---------- RECORDS TO PROCESS

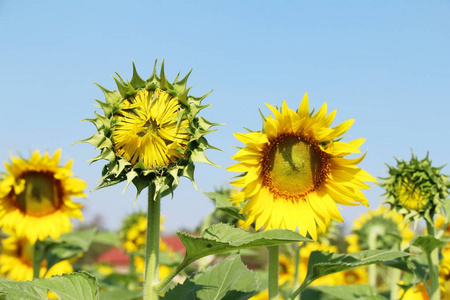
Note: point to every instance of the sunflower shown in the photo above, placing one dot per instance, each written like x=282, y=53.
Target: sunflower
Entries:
x=416, y=189
x=16, y=260
x=295, y=172
x=388, y=225
x=35, y=196
x=150, y=133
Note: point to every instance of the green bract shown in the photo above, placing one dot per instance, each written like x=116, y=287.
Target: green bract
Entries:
x=416, y=189
x=150, y=132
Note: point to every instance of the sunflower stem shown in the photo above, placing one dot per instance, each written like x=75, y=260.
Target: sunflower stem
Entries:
x=433, y=264
x=132, y=266
x=373, y=235
x=36, y=262
x=152, y=246
x=274, y=252
x=395, y=278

--------------------

- _EXERCISE PROMPT_:
Copy out all lines of the listing above that include "like".

- _EXERCISE OUTPUT_:
Note: point to every instance of the sunflower shown in the photo above, placing one dot per instance, each written like x=282, y=53.
Note: point to every instance of the green bract shown in the photo above, placing one dot per instance, each written like x=116, y=287.
Note: point to every instance of the sunflower stem shown in the photo above, placing one dot per instance, each written like x=75, y=260.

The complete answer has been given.